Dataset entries
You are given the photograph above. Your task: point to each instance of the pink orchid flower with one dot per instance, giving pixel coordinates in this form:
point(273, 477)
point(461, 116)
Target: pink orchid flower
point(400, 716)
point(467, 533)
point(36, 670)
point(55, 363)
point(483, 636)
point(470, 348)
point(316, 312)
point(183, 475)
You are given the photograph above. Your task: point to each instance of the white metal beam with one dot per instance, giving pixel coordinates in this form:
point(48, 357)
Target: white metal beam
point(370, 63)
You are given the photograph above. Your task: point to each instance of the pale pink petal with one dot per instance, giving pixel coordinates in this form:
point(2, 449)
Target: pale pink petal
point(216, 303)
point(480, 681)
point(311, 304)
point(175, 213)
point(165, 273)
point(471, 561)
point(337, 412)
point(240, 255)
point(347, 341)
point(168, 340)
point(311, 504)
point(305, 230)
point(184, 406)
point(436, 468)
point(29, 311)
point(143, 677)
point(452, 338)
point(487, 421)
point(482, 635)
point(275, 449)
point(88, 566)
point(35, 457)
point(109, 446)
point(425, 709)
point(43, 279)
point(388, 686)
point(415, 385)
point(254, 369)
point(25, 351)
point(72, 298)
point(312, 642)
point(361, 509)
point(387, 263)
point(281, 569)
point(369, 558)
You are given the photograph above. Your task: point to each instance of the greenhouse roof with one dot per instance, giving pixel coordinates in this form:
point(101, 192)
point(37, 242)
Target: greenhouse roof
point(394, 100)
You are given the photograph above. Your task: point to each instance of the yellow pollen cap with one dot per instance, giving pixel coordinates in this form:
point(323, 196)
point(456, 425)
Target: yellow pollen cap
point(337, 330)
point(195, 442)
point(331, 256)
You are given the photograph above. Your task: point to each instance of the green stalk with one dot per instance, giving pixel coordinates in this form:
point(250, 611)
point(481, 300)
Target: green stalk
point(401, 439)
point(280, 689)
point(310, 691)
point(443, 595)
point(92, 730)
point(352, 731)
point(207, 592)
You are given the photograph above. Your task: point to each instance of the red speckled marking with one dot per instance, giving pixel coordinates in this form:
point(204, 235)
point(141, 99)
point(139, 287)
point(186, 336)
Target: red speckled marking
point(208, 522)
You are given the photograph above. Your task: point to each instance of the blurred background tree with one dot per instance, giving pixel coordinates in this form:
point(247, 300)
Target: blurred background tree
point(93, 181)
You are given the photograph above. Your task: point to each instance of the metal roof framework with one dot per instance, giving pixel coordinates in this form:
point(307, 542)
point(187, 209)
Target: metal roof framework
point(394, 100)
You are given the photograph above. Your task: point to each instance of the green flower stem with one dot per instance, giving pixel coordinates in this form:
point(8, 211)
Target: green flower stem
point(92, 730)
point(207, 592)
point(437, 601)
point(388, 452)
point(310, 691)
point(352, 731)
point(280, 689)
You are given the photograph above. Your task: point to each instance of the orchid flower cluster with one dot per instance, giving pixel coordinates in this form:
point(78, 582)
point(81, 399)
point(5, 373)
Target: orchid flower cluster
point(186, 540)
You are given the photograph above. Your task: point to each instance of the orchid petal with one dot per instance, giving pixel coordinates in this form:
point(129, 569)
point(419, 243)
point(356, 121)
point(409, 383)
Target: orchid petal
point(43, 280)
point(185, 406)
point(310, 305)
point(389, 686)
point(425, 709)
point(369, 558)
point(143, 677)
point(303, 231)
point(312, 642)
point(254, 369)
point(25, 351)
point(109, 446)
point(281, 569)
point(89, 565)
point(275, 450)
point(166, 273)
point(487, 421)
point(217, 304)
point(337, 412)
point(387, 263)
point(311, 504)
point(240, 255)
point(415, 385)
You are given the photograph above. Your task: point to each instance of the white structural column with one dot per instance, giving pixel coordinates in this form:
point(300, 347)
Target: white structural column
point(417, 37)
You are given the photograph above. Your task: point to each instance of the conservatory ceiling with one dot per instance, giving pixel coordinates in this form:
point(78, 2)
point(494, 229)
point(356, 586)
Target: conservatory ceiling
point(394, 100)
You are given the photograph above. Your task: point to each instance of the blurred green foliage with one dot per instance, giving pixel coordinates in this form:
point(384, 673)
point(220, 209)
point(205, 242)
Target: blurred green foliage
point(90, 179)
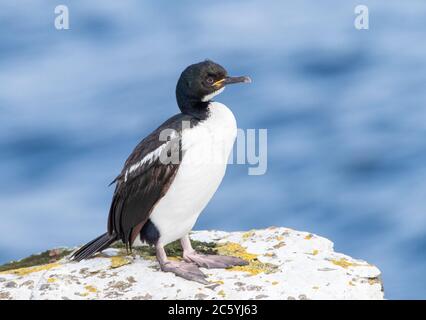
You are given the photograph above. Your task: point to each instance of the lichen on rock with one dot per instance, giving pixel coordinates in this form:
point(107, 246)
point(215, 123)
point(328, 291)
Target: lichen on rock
point(283, 264)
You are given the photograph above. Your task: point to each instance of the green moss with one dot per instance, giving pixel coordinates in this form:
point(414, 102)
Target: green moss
point(45, 257)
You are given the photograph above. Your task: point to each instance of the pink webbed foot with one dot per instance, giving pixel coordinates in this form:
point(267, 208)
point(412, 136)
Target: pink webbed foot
point(186, 270)
point(214, 261)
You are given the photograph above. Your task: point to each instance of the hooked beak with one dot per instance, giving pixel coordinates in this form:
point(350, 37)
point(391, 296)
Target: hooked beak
point(231, 80)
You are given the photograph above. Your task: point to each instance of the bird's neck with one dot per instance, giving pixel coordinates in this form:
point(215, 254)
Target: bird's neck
point(193, 106)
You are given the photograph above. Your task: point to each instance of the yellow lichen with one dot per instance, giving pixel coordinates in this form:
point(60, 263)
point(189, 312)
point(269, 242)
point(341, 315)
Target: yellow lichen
point(344, 263)
point(279, 245)
point(119, 261)
point(25, 271)
point(248, 234)
point(91, 289)
point(236, 250)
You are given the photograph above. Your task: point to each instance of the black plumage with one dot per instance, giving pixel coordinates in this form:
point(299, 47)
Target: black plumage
point(146, 177)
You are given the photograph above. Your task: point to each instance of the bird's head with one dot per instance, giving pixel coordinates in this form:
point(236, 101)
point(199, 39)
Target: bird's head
point(202, 81)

> [ASSIGNMENT]:
The reply must contain every entry above, exactly as written, and none of the pictures.

> [RESPONSE TO THE EXERCISE]:
You are given the photograph above. Your task: point to each instance of the pink orchid flower with one dot per instance, giving pixel coordinates in this form:
point(273, 477)
point(461, 116)
Target: pink orchid flower
point(400, 716)
point(467, 533)
point(36, 670)
point(55, 363)
point(483, 636)
point(470, 348)
point(316, 312)
point(183, 475)
You are given the photograph above. Your task: point to each instance of the white metal beam with one dot per instance, giving pixel coordinates in this form:
point(48, 357)
Target: white metal beam
point(370, 63)
You are given the photograph above. Your task: point to each instance of the pale pink petal with one dot per instance, giving pixel coordinates in this form:
point(2, 449)
Target: pale pink petal
point(216, 303)
point(480, 681)
point(311, 304)
point(175, 213)
point(165, 273)
point(471, 561)
point(337, 412)
point(240, 255)
point(347, 341)
point(168, 340)
point(311, 504)
point(305, 230)
point(184, 406)
point(436, 468)
point(29, 311)
point(143, 677)
point(452, 338)
point(487, 421)
point(482, 635)
point(275, 449)
point(88, 566)
point(35, 457)
point(109, 446)
point(425, 709)
point(43, 279)
point(388, 686)
point(415, 385)
point(254, 369)
point(25, 351)
point(72, 298)
point(312, 642)
point(361, 509)
point(387, 263)
point(281, 569)
point(369, 558)
You are given the photograph above. Your task: point to each instance of the greenhouse roof with one dot per instance, giving pixel coordinates in this form:
point(101, 192)
point(37, 242)
Target: greenhouse roof
point(394, 100)
You are given the photograph above. Your task: point to each instance of the yellow pollen cap with one dot per instance, giving pixel coordinates in this form:
point(323, 196)
point(456, 425)
Target: yellow pollen cap
point(337, 330)
point(195, 442)
point(331, 256)
You are given the photograph above. Your task: point to each instance of the green stalk with one dot per instance, giving pixel coordinates in this form:
point(250, 611)
point(481, 300)
Target: green stalk
point(401, 439)
point(280, 689)
point(310, 691)
point(443, 595)
point(92, 730)
point(352, 731)
point(207, 592)
You are given the photograph above. Your task: point to each instance of the red speckled marking with one dot per instance, giving pixel coordinates in this form:
point(204, 235)
point(141, 99)
point(139, 287)
point(186, 336)
Target: red speckled marking
point(208, 522)
You are given the photograph above. Your task: point to each instance of the blurred background tree with one dot per instance, giving pixel coordinates in this form:
point(247, 300)
Target: blurred background tree
point(93, 181)
You are given the photograph above. Your task: point to each instance of the metal roof framework with one dot per instance, giving pixel coordinates in this form:
point(307, 542)
point(187, 209)
Target: metal roof framework
point(394, 100)
You are given the photograph above. Your task: point to each instance of the green flower stem with one dot per instance, giving pixel coordinates in this form:
point(8, 211)
Target: green flower stem
point(92, 730)
point(207, 592)
point(437, 601)
point(388, 452)
point(310, 691)
point(352, 731)
point(280, 689)
You are given the photograph above. Your task: point to each instance of the orchid flower cluster with one dot per instance, giving pixel coordinates in this form:
point(78, 582)
point(81, 399)
point(5, 373)
Target: orchid flower cluster
point(186, 540)
You are given the photograph above. Your task: point to each instance of the orchid petal with one dot per instance, giving pixel coordinates in this form:
point(129, 569)
point(419, 243)
point(356, 121)
point(409, 383)
Target: orchid petal
point(43, 280)
point(185, 406)
point(310, 305)
point(389, 686)
point(425, 709)
point(369, 558)
point(143, 677)
point(303, 231)
point(312, 642)
point(254, 369)
point(25, 351)
point(109, 446)
point(281, 569)
point(89, 565)
point(275, 450)
point(166, 273)
point(487, 421)
point(217, 304)
point(337, 412)
point(387, 263)
point(311, 504)
point(240, 255)
point(415, 385)
You are given the photograph above. Your task: point to each instance of the white structural column with one dot per instance, giving pixel coordinates in this form:
point(300, 347)
Target: white structural column
point(417, 37)
You are given the photograph above. Your task: point to each instance of the conservatory ceiling with one dot per instance, giving pixel coordinates in this form:
point(78, 2)
point(494, 229)
point(356, 586)
Target: conservatory ceiling
point(394, 100)
You are given the photograph above. Your task: point to each instance of the blurred green foliage with one dot per instance, giving pixel coordinates in this form:
point(384, 673)
point(220, 209)
point(205, 242)
Target: blurred green foliage
point(90, 179)
You are given the photograph above. Your task: point to each instance of the lichen on rock with one dot per instance, giving pixel coordinates in this form:
point(107, 246)
point(215, 123)
point(328, 291)
Target: lichen on rock
point(283, 264)
You are given the photograph above. Your task: point to each instance of the green moss with one dot per instance, giving pixel coordinates in this form:
point(414, 102)
Target: green moss
point(45, 257)
You are given the photograph above. Your task: point to each instance of the pink webbed foot with one dot per instance, giving pixel coordinates in this form:
point(267, 208)
point(412, 136)
Target: pink webbed foot
point(186, 270)
point(214, 261)
You are given the photograph above. Your task: point to each instance of the hooked beak with one dot per instance, giving pixel coordinates in this form:
point(350, 37)
point(391, 296)
Target: hooked beak
point(231, 80)
You are given the photograph above. Your task: point to each instance of the bird's neck with one dot per instance, giving pixel coordinates in this form:
point(215, 254)
Target: bird's neck
point(193, 106)
You are given the photograph above. Your task: point to each instance of the yellow lichen with one dot per instance, giving pixel coordinates in this form:
point(60, 263)
point(189, 312)
point(269, 242)
point(341, 315)
Target: yellow lichen
point(344, 263)
point(279, 245)
point(119, 261)
point(25, 271)
point(248, 234)
point(91, 289)
point(236, 250)
You are given the photograph above. Your task: point to each instance of the black plumage with one dot per instance, giving pixel coordinates in this form:
point(299, 47)
Target: black plumage
point(146, 177)
You are given the photograph above. Your task: point to each instance of the bird's head with one dot per instance, giving pixel coordinates in this form:
point(236, 101)
point(199, 39)
Target: bird's head
point(202, 81)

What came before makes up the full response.